EXERCISE INPUTS -
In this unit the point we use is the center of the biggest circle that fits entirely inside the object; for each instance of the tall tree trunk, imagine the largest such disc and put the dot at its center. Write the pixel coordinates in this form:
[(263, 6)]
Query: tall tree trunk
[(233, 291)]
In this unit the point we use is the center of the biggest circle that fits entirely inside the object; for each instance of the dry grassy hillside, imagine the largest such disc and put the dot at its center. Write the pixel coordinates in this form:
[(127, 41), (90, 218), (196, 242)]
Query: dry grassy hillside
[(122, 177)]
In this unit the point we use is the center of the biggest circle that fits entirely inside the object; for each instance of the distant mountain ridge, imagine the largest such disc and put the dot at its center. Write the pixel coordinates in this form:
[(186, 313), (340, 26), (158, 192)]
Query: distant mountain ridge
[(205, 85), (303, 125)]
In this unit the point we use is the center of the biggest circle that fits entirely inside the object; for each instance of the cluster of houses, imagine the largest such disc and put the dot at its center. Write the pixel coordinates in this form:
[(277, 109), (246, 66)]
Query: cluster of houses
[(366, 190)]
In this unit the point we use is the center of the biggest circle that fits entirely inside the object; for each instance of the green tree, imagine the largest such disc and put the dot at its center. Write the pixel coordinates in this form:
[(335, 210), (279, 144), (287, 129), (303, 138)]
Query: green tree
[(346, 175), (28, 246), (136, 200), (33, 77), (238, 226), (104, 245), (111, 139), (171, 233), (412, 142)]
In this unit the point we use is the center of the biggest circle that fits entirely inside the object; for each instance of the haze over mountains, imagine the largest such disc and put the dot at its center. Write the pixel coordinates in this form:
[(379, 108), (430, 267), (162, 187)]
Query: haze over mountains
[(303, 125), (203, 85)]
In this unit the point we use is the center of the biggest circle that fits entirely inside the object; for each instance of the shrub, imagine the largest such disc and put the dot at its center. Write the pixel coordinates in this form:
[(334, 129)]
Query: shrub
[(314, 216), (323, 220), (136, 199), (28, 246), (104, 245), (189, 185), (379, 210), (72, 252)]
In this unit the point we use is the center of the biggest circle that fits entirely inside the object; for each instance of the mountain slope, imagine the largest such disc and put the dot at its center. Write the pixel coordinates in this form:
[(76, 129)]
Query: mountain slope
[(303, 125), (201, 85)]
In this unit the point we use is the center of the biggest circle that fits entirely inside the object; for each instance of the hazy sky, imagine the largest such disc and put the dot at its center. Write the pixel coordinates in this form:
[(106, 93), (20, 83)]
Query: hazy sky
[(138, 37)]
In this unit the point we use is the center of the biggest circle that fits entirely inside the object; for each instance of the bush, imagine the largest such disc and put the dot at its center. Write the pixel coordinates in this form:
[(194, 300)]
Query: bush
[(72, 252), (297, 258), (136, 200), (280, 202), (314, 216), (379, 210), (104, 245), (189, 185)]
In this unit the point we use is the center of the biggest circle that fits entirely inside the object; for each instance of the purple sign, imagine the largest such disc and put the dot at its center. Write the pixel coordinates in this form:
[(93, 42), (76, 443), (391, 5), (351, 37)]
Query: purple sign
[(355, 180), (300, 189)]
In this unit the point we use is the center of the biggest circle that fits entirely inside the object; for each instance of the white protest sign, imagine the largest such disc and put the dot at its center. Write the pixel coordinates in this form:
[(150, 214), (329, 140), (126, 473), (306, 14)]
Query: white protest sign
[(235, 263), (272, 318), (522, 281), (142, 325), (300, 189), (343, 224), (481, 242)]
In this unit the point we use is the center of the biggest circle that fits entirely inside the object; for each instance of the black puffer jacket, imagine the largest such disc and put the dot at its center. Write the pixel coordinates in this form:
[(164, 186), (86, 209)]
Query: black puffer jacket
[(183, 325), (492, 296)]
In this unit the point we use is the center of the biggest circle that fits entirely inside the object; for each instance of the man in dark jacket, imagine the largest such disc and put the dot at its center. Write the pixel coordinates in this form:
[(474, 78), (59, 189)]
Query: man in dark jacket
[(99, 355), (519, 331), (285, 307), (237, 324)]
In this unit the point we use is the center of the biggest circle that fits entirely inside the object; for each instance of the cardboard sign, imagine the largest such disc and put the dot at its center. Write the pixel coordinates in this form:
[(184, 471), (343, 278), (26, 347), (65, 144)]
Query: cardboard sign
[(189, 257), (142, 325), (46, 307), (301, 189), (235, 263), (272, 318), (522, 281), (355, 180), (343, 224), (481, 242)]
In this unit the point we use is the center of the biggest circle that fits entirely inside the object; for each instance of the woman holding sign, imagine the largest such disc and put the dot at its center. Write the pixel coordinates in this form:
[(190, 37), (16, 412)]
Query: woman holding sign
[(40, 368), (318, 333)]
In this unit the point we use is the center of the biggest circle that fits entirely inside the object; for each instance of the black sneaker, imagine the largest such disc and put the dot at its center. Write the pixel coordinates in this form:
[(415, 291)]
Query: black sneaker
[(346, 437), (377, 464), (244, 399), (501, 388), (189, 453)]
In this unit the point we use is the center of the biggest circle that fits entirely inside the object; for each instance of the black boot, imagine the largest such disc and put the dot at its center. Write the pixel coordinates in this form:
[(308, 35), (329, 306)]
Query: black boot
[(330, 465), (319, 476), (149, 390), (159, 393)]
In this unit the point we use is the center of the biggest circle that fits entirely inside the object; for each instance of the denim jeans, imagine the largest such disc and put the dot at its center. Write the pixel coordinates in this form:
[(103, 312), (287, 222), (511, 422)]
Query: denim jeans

WHAT THE TASK ASKS - Copy every one of the entries above without changing, adding, or dropping a single character.

RESPONSE TO THIS EXERCISE -
In this unit the point we use is the center of the biggest circle that fits entirely inside the object; for each instance of the tall tree trunk, imagine the largest such disc and put the dot at its center. Write the pixel coordinates in this form:
[(263, 6)]
Query: tall tree trunk
[(233, 291)]
In this unit the point we use is the center of the biggest circle that fits entirely inside the object; for each instance of the dry grassy hillside, imagine the largest such disc and put the dot at its center. Write the pixel coordinates in this form:
[(127, 41), (90, 218), (196, 242)]
Query: dry grassy hillside
[(122, 177)]
In this unit the point we use is the center of the biggest circle that fits entirely inside the object; for each instance of the distant mountain ridge, imagine the largest such disc and put the dot at its center. Write the pixel coordinates in this form:
[(186, 313), (340, 26), (158, 192)]
Query: distant mountain ridge
[(205, 85), (303, 125)]
In this unit the point we use is the center of the biggest circle that fits entirely inside the object; for each instance of the cluster of houses, imagine the largest such disc and put the dot at its center. Write the pixel coordinates in this form:
[(277, 109), (246, 66)]
Query: cluster of houses
[(366, 190)]
In this unit the point we use is the center of the biggest circle that fits entirely inside the object; for each instance of the green tree, imagine the largest such disc and put the dot at its center. Write the pixel coordinates in this form:
[(335, 210), (279, 144), (287, 129), (303, 138)]
Query: green tree
[(346, 175), (28, 246), (136, 200), (33, 77), (238, 226), (104, 245), (111, 139), (171, 233), (412, 142)]
In this unit the point we use is the center of the biggest circle that fits entirely inside the object; for each instance of the haze over mountains, imagine the largest such disc and put the dot at its center. Write the pixel coordinates in this form:
[(379, 108), (430, 267), (162, 187)]
Query: haze over mountains
[(303, 125), (203, 85)]
In this unit the point we use is the center of the biggest circle that fits entirely inside the object; for each instance of the shrub, imagine the largest such disc and put the dot at its center. Write the pixel coordinates in this form:
[(334, 129)]
Query: shrub
[(314, 216), (323, 220), (136, 199), (28, 246), (104, 245), (189, 185), (379, 210), (72, 252)]
In this unit the point we use is the center of the biggest circle that fits entirely inside the object; for each instance of the mountain slope, imagine the largest such disc and put the dot at its center. Write the pixel coordinates in this form:
[(76, 129)]
Query: mountain slope
[(303, 125), (201, 85)]
In this unit the point we use is the center of the biggest circle that fits entirely inside the object; for each instance of the hazy sky, imagine the largest such disc and put the dot at its center. Write the pixel coordinates in this form:
[(106, 93), (20, 83)]
Query: hazy sky
[(138, 37)]
In this unit the point we use is the center of the biggest circle that fits entirely inside the object; for each instance of the bush, imagine the largest such disc and put the dot at its center. Write the pixel coordinates in this form:
[(194, 300)]
Query: bush
[(72, 252), (297, 258), (136, 200), (280, 202), (314, 216), (379, 210), (104, 245), (189, 185)]
In this unit the point we use is the center of the biggest circle that fits entirely inside the object; for each instance of the purple sign, imagine the largest such disc and put the dot at its center. Write the pixel coordinates in this form:
[(93, 42), (76, 443), (391, 5), (351, 37)]
Query: purple sign
[(355, 180), (300, 189)]
In this unit the point we use is the center of the biggest circle that fits entirely inside the object; for each instance of the white protest sign, imagine the largest such disc and put the dot at its center. Write the pixel coordinates in this form:
[(150, 214), (329, 140), (126, 473), (306, 14)]
Query: white protest sign
[(235, 263), (272, 318), (522, 281), (142, 325), (300, 189), (343, 224), (481, 242)]
In this unit the point we use is the center of the biggest circle that fits entirely inside the object; for each instance of the black puffer jacket, imagine the largest such disc and put the dot at its center. Write the pixel coordinates in this form:
[(164, 186), (86, 209)]
Query: black puffer jacket
[(183, 325), (492, 296)]
In this unit the point we use is the center of the biggest circle that fits entirely inside the object; for each instance of the man in dark jacket, imagine the largest such disc and put the dot at its center. Write the pixel coordinates in this form:
[(474, 78), (59, 189)]
Query: man in dark jacket
[(99, 355), (519, 331), (285, 307), (237, 324)]
In this unit the point we use is the center of the biggest circle that fits entirely inside the object; for each instance of the cardboard sign, imagine the largest such disc and put the dot at its center. Write the pixel coordinates in this form:
[(184, 471), (343, 278), (26, 347), (65, 144)]
Query: cardboard sign
[(189, 257), (142, 325), (46, 307), (301, 189), (235, 263), (272, 318), (522, 281), (355, 180), (343, 224), (481, 242)]
In this unit the point we use is the center of the biggest circle that fits entirely inside the object; for each instance of the woman holding sign, imagine the largest such disc and put the dot at its center. Write the pixel coordinates in this form:
[(190, 37), (16, 412)]
Query: woman holding sign
[(40, 368), (318, 333)]
In this unit the point we use is the center of the biggest circle that fits entirely inside the object; for each instance of the black sneaker, imagine the largest such disc and put the dot at its center. Write the pixel coordinates in this form:
[(415, 291)]
Query: black sneaker
[(346, 437), (377, 464), (244, 399), (501, 388), (189, 453)]
In this unit the point we use is the center of the biggest circle that fits entirely inside the object; for each instance of the black boot, imagine the largest such disc and put the dot at its center. Write the pixel coordinates in this form:
[(308, 35), (329, 306)]
Query: black boot
[(330, 465), (319, 476), (149, 390), (159, 393)]
In this unit the point we use is the center of the biggest circle that fits entirely inside the object; for each instance of the denim jeans, imagine the largest such disc and put the dot at its center. Write the pixel coordinates in this form:
[(103, 312), (287, 222), (511, 422)]
Query: denim jeans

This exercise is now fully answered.